What needs to be done:
Give back the line where "One point marks each instance of the woman with" appears and all the lines after it until the listing ends, unchanged and with nothing else.

**** Records supplied ****

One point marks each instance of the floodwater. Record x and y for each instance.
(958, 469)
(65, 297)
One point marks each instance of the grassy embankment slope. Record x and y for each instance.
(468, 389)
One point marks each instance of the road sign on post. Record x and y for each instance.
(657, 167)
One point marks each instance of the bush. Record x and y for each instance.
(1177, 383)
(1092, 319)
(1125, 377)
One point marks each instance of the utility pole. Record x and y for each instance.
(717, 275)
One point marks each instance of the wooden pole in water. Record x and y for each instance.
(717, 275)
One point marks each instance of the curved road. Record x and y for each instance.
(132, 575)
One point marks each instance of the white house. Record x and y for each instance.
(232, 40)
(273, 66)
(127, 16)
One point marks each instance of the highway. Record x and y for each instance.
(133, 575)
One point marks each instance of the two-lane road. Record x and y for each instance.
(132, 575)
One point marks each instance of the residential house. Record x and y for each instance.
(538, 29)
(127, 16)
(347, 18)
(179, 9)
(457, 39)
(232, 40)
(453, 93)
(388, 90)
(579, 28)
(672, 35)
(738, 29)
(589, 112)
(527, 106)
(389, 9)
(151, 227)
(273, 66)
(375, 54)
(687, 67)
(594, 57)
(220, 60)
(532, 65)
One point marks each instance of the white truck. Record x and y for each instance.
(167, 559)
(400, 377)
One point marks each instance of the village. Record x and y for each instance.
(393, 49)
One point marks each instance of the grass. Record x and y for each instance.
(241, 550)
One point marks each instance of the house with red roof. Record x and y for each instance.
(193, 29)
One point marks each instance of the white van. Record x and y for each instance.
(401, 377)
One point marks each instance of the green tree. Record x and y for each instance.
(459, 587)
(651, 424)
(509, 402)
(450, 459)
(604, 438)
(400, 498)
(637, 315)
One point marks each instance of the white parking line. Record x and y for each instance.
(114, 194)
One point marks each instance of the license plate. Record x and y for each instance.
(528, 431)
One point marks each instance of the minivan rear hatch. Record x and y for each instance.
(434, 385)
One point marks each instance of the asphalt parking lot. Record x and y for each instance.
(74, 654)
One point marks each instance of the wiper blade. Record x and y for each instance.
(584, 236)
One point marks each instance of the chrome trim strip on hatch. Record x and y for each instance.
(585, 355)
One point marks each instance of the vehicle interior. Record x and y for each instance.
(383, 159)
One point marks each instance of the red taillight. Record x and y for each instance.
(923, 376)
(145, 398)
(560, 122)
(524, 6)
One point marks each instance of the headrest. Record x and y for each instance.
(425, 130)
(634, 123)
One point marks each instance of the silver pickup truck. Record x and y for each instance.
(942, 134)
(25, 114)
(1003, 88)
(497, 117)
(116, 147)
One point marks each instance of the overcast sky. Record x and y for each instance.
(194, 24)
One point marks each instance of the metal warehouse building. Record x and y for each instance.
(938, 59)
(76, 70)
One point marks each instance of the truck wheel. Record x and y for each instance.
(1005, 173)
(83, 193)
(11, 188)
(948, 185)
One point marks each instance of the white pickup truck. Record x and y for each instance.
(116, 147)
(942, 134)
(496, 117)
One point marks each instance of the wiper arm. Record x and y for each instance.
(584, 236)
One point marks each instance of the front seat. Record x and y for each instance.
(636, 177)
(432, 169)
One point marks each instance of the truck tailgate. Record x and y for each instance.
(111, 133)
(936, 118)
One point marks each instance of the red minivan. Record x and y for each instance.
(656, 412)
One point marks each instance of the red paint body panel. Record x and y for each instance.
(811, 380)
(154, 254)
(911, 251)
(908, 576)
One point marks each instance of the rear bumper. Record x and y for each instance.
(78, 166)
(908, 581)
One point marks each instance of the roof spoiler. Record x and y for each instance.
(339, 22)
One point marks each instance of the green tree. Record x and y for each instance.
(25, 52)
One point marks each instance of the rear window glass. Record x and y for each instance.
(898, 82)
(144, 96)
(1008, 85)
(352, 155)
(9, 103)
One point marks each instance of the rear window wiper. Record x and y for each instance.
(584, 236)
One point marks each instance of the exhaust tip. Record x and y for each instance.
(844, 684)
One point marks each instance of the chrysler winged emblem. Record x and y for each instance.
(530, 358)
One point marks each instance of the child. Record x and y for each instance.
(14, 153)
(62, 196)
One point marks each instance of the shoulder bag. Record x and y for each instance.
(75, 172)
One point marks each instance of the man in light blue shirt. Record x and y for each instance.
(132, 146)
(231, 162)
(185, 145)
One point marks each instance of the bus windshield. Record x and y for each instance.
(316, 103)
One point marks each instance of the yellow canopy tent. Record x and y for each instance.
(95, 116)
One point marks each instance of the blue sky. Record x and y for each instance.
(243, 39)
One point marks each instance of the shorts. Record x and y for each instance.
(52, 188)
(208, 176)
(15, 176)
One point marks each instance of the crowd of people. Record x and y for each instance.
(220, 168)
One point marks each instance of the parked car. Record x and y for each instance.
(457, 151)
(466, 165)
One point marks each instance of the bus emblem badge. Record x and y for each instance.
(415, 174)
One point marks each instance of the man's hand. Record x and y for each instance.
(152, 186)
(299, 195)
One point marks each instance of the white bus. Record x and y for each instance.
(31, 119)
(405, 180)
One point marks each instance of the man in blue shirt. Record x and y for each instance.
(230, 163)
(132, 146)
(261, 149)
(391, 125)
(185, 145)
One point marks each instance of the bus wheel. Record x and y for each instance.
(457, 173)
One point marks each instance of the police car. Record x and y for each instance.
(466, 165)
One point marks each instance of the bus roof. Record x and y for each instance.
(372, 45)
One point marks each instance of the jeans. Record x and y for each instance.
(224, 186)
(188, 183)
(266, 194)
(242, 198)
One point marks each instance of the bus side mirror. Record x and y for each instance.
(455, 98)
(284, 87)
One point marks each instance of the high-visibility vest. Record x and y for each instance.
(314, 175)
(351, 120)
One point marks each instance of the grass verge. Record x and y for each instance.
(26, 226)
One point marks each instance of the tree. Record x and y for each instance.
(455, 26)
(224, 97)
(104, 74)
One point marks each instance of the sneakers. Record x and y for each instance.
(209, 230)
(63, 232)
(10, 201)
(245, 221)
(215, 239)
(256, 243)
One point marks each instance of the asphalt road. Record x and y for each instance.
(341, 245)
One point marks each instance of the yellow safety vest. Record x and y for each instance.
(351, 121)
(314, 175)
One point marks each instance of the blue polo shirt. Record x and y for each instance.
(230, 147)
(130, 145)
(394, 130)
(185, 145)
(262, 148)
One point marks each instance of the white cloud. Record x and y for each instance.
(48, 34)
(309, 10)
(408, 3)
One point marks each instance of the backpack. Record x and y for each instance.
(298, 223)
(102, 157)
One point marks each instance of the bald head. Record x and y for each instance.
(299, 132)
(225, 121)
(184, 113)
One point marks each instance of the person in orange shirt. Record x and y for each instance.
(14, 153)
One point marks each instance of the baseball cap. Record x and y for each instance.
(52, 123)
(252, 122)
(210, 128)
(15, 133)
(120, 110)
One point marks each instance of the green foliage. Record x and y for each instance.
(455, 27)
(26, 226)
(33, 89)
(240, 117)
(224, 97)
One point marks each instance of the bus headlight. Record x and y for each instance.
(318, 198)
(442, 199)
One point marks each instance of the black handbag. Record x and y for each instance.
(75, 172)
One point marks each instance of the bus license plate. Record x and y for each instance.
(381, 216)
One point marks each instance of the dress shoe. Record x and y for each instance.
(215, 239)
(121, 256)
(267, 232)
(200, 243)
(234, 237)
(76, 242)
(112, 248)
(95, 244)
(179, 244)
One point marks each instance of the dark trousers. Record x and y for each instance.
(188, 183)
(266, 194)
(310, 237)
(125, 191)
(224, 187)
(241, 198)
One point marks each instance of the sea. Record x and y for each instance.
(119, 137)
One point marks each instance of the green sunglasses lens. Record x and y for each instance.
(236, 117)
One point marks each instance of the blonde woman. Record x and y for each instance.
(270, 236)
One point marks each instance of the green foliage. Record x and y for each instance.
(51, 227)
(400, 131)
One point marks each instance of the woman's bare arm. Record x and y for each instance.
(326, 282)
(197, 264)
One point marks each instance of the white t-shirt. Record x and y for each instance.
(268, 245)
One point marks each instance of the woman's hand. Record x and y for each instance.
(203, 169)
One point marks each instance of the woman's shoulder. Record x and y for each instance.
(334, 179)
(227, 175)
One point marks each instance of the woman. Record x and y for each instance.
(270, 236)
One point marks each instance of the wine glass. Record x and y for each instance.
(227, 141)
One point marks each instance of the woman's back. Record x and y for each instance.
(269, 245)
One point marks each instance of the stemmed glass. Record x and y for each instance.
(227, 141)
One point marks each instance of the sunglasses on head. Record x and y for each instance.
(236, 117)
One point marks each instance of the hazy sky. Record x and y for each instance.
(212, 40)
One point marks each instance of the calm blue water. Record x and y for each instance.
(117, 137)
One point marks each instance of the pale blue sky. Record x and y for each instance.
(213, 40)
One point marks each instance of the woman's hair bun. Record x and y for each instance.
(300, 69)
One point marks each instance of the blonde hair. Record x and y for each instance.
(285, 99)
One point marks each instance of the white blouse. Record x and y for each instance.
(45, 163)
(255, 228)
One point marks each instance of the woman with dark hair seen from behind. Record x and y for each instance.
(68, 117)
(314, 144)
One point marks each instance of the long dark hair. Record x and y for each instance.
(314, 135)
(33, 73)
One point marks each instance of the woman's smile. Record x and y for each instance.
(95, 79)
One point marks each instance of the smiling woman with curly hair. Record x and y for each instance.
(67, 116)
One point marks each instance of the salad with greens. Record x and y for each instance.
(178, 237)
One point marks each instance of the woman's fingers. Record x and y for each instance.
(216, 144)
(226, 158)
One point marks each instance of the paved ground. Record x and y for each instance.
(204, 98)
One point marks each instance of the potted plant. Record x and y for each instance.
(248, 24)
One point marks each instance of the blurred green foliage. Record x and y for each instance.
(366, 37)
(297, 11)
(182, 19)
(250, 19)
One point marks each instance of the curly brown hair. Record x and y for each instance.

****

Final answer:
One point marks each instance of the woman with dark hair seen from behind. Record x and y for each instance.
(68, 117)
(314, 144)
One point marks each instance of the long dark hair. Record x and y for each instance.
(314, 135)
(33, 73)
One point marks each instance of the woman's smile. Record x and y for each instance.
(95, 79)
One point marks each instance of the smiling woman with curly hair. Record x and y for each instance.
(67, 116)
One point marks each instance of the salad with greens. Record x and y for each instance.
(178, 237)
One point marks each instance of the woman's fingers. Record x and y for each instance.
(216, 144)
(226, 158)
One point marks each instance of the paved ground. Record x and y for each instance.
(204, 98)
One point marks each instance of the potted plant. Record x and y for each instance.
(248, 24)
One point marks each instance of the blurred green foliage. Record x and y for each instance.
(366, 37)
(297, 11)
(182, 19)
(250, 19)
One point marks each instance of the curly brown hair. Record x and y for each instance.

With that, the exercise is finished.